━━━━━ Records
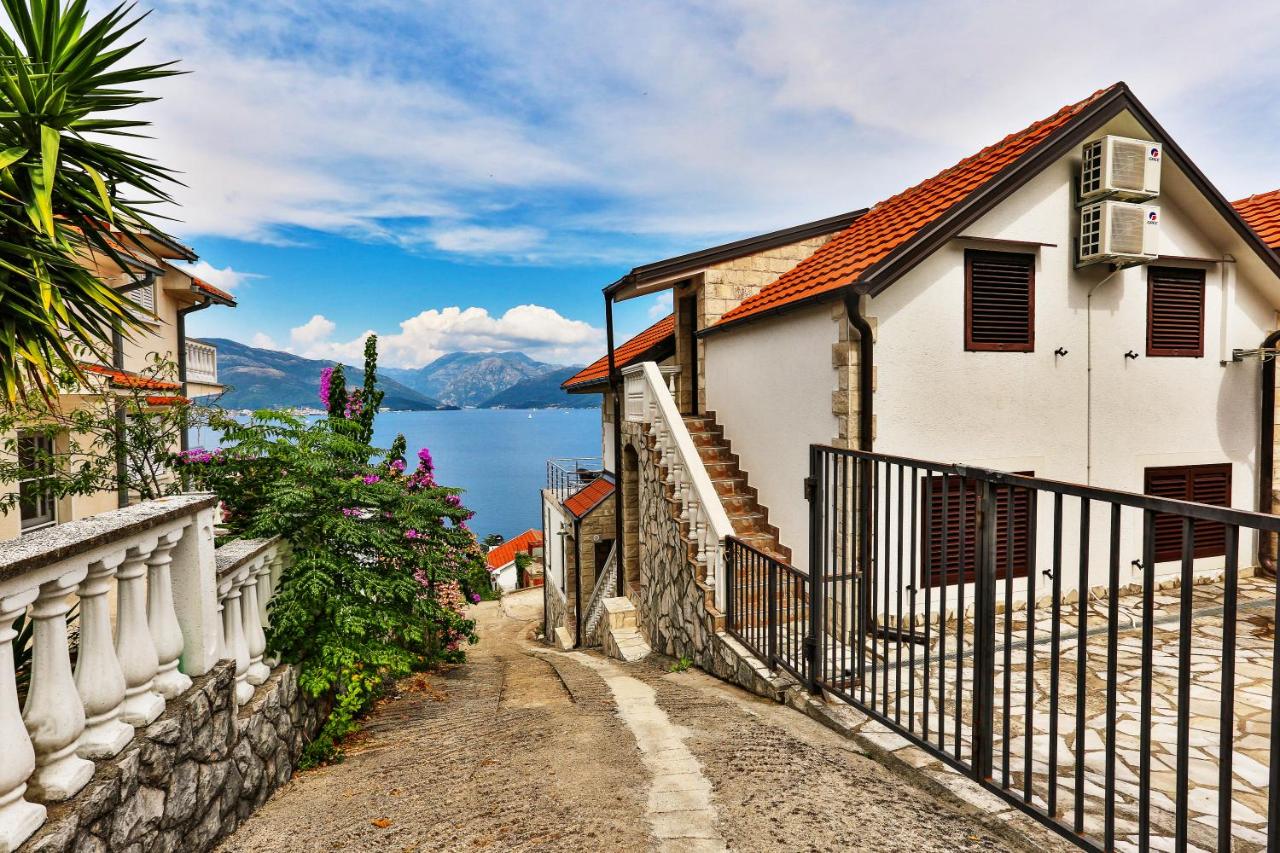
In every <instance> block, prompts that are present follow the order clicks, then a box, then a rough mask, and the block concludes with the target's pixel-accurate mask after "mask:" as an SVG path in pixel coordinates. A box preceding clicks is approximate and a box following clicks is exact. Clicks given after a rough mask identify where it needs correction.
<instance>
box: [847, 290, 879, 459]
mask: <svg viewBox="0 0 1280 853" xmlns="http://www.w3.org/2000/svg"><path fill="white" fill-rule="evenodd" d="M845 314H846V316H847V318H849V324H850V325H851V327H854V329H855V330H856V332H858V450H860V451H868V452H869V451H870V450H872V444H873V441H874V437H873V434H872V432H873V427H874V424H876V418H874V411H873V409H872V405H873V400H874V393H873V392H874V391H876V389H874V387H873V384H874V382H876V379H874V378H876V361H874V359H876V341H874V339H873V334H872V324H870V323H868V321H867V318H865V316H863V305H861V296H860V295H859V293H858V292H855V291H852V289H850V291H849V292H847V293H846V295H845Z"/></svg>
━━━━━━━━━━
━━━━━ Records
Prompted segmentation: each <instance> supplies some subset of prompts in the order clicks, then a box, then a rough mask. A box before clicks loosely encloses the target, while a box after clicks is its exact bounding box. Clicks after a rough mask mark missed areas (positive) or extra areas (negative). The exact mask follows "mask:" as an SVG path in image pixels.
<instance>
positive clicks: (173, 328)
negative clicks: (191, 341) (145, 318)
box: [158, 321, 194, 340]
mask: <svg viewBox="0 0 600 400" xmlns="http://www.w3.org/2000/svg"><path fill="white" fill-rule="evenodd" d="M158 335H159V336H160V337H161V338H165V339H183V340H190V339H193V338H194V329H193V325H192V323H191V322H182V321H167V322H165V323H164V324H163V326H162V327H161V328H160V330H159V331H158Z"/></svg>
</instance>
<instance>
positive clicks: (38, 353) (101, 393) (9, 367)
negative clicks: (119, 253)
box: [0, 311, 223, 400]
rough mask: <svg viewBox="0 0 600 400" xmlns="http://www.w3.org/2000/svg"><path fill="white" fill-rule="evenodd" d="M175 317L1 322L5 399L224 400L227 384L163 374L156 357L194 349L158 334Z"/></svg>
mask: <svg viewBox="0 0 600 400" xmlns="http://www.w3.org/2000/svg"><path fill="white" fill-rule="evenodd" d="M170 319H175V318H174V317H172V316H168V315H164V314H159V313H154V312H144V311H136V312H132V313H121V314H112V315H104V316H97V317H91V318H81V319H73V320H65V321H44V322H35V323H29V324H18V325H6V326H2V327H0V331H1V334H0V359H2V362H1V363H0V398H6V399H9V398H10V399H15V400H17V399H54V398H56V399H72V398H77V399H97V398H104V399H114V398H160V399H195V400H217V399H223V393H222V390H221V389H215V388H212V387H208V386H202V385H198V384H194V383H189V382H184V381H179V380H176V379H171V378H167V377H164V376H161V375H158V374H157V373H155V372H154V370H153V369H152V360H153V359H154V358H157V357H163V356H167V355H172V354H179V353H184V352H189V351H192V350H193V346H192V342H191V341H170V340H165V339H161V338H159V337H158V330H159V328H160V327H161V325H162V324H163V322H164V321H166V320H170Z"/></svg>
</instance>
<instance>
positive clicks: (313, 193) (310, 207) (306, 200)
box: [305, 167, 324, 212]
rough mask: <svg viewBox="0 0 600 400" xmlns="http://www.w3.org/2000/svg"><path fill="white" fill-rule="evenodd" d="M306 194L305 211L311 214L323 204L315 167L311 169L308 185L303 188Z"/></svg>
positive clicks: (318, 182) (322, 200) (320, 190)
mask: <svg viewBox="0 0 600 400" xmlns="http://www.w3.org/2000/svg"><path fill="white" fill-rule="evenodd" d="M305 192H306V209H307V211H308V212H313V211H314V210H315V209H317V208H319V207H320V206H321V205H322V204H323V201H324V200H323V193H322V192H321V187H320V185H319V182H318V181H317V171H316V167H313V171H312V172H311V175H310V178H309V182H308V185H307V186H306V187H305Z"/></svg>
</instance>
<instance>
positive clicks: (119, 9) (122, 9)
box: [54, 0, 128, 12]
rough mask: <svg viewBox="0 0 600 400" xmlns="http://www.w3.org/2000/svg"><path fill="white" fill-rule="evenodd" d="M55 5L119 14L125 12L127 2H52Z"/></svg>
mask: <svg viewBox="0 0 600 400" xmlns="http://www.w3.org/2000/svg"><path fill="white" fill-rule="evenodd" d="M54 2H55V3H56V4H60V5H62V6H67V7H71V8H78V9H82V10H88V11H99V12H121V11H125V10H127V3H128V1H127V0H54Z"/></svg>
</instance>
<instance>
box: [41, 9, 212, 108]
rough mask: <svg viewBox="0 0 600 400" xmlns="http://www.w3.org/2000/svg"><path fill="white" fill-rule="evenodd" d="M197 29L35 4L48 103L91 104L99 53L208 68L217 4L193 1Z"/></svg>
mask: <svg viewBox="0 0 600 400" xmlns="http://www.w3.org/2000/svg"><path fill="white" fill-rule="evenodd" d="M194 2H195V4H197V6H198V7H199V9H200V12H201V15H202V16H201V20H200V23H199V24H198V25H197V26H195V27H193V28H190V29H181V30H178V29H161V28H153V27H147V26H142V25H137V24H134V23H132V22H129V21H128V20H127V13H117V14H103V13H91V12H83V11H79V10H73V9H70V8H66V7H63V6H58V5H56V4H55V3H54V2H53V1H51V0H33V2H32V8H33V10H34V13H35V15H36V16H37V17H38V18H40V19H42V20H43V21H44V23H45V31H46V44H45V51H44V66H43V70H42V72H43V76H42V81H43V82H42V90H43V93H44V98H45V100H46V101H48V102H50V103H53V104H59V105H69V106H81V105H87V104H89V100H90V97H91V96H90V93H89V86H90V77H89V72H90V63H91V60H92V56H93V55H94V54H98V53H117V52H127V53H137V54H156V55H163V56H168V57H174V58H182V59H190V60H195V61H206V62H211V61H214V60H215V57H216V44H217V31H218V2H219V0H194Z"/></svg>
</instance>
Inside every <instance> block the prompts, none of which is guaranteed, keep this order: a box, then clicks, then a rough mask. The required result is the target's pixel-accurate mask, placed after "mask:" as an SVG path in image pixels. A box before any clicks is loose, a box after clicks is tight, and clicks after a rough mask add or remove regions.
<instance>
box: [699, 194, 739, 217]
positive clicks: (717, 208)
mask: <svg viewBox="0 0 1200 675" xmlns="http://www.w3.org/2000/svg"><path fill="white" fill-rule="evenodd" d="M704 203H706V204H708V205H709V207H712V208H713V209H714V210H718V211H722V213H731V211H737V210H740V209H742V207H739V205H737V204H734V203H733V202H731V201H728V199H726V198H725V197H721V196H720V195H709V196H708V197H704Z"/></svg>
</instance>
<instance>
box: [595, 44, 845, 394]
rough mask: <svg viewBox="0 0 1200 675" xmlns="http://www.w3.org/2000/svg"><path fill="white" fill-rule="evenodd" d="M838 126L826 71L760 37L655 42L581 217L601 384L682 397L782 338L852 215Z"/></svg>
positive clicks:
━━━━━━━━━━
Across the whole listing above, find every line with the string "negative" and copy it.

Prompted segmentation: each <instance> supplies some subset of prompts in the order clicks, then a box, then a rough mask. A box before clicks loosely encloses the target, while a box after clicks is its exact bounding box. Clicks after a rough mask mark missed areas (positive) or extra areas (negative). The exact mask follows "mask:" as an SVG path in image pixels.
negative clicks: (191, 341) (145, 318)
negative clicks: (119, 253)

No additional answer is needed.